▸ STATED TASK
Extract, exactly as written, all lines of the material below from the line that includes "pin: the vanity" through its last line.

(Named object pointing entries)

>> Start

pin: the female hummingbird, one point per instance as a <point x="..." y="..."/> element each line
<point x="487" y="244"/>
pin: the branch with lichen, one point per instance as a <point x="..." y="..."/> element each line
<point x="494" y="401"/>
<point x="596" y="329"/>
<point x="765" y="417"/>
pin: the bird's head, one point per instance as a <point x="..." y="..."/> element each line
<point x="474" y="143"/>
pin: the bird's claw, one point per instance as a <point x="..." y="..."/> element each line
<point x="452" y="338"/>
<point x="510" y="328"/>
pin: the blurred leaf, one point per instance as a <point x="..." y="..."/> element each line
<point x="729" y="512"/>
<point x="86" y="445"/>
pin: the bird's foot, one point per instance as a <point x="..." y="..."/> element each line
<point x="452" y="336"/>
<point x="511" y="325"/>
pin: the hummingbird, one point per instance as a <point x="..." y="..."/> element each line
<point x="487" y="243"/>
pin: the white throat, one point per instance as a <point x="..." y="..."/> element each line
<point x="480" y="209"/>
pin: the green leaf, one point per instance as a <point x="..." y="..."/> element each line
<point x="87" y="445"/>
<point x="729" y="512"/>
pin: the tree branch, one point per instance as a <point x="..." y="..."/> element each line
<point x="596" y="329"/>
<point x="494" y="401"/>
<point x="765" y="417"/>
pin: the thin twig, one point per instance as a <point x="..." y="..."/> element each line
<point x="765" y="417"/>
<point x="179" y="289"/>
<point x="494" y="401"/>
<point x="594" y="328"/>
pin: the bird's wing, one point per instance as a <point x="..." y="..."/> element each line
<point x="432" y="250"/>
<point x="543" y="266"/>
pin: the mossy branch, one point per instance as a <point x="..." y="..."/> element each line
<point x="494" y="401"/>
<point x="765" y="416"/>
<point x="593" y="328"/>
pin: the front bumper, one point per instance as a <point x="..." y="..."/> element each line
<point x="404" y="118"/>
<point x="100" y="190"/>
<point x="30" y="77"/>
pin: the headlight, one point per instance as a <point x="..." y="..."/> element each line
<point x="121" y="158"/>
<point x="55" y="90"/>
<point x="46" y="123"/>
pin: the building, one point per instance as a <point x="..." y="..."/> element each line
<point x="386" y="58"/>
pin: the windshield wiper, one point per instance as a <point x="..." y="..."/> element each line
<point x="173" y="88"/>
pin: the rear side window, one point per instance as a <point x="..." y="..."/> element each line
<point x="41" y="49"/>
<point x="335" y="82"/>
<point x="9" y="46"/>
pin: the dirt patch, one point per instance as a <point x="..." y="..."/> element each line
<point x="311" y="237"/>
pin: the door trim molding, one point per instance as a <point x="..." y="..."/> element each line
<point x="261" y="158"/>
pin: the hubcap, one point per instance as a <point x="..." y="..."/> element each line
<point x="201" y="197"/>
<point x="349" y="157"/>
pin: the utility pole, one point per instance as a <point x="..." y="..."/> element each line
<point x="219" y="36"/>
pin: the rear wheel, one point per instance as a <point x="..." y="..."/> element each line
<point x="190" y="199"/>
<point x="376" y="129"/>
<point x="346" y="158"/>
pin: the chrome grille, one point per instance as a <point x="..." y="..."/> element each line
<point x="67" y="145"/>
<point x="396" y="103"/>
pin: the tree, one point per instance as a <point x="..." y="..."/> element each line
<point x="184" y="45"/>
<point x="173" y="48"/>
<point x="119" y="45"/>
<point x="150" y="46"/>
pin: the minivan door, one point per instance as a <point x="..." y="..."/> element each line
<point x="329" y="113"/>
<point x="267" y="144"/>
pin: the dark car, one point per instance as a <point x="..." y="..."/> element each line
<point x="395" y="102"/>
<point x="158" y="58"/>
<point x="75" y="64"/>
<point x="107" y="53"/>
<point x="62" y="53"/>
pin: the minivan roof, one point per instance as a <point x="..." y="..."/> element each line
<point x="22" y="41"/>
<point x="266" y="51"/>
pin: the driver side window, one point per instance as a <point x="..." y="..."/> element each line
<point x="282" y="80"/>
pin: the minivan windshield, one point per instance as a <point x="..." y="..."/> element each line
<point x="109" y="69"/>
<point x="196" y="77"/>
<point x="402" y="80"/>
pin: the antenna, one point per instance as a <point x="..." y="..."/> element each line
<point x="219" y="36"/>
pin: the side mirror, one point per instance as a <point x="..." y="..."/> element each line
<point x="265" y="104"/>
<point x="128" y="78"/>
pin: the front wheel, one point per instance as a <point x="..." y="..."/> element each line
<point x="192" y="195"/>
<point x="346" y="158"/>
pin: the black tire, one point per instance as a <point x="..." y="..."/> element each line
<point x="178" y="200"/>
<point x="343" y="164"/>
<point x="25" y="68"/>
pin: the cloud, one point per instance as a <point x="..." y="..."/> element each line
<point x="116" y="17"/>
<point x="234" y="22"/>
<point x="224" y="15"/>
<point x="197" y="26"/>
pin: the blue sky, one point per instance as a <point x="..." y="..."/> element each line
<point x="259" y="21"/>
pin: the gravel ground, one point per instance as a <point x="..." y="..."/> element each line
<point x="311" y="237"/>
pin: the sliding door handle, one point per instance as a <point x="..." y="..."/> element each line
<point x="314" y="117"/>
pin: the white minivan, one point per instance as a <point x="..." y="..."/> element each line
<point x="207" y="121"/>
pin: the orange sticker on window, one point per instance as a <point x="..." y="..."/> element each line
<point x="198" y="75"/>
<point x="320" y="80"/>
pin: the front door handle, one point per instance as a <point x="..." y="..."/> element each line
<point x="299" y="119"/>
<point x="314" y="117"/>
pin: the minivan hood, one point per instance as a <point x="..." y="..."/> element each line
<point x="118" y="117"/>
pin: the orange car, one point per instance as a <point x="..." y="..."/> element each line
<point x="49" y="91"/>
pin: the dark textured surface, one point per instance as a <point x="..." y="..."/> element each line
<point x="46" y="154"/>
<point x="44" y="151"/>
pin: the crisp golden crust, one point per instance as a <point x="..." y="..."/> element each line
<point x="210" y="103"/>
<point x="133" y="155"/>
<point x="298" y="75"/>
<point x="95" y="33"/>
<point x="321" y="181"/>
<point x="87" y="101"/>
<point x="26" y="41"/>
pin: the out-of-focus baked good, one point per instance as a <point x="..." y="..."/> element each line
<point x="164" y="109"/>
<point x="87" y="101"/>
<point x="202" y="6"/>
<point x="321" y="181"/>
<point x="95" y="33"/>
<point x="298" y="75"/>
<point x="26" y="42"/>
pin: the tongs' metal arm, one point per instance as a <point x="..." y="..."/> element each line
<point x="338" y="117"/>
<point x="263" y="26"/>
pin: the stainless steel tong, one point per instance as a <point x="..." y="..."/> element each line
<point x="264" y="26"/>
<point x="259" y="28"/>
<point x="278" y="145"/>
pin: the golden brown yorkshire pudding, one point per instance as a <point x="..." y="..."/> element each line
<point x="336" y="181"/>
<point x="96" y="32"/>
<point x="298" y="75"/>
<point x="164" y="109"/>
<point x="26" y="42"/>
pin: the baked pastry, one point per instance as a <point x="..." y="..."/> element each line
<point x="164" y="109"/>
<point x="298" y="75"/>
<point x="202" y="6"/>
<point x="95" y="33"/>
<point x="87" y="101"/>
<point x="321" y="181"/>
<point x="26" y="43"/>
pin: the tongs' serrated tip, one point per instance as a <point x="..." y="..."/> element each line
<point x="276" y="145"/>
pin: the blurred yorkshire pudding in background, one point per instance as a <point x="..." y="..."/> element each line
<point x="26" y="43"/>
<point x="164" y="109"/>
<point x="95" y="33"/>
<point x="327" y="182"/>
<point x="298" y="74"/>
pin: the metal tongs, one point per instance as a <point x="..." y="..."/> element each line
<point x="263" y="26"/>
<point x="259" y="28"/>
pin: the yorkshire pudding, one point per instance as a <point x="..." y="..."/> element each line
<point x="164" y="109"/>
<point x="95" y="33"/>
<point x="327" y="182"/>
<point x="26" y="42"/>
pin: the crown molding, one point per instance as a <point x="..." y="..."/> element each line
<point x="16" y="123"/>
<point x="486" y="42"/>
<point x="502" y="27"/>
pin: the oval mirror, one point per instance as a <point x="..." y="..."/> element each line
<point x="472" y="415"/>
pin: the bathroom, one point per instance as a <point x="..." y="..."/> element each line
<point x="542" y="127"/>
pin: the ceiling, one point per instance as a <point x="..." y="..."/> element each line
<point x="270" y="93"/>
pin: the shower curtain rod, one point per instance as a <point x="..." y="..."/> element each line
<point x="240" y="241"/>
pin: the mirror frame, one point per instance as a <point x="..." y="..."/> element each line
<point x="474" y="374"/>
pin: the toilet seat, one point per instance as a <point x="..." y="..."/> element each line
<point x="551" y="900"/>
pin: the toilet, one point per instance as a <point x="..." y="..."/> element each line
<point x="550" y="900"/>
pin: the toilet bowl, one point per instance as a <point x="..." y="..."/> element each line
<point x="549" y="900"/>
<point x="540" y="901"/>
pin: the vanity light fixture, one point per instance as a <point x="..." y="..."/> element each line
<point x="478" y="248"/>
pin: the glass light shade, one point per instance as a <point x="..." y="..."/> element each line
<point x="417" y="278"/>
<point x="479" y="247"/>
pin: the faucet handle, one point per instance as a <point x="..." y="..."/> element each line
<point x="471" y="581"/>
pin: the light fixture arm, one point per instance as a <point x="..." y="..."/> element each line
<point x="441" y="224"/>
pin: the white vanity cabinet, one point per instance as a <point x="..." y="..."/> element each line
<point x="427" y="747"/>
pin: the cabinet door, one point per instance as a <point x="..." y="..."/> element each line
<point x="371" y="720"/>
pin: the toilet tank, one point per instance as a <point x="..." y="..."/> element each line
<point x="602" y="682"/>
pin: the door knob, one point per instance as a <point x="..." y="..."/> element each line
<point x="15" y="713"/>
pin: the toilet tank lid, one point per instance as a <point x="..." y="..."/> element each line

>> End

▸ EXERCISE ANSWER
pin: the vanity light fixture, one point per instance as a <point x="..." y="..."/> element each line
<point x="478" y="248"/>
pin: the glass light shade, one point per instance as a <point x="..." y="..."/> element each line
<point x="417" y="278"/>
<point x="479" y="247"/>
pin: the faucet handle, one point per instance as a <point x="..." y="..."/> element each line
<point x="471" y="581"/>
pin: the light fixture arm, one point per instance as a <point x="..." y="..."/> element each line
<point x="441" y="224"/>
pin: the white vanity cabinet, one point per instance as a <point x="..." y="..."/> element each line
<point x="427" y="747"/>
pin: the cabinet door, one point per instance as a <point x="..." y="..."/> element each line
<point x="371" y="720"/>
pin: the toilet tank, one point per instance as a <point x="..." y="..."/> element each line
<point x="602" y="682"/>
pin: the door knob, one point per instance as a <point x="..." y="..."/> element each line
<point x="15" y="713"/>
pin: the toilet tank lid, one point per instance as a <point x="..." y="..."/> element each line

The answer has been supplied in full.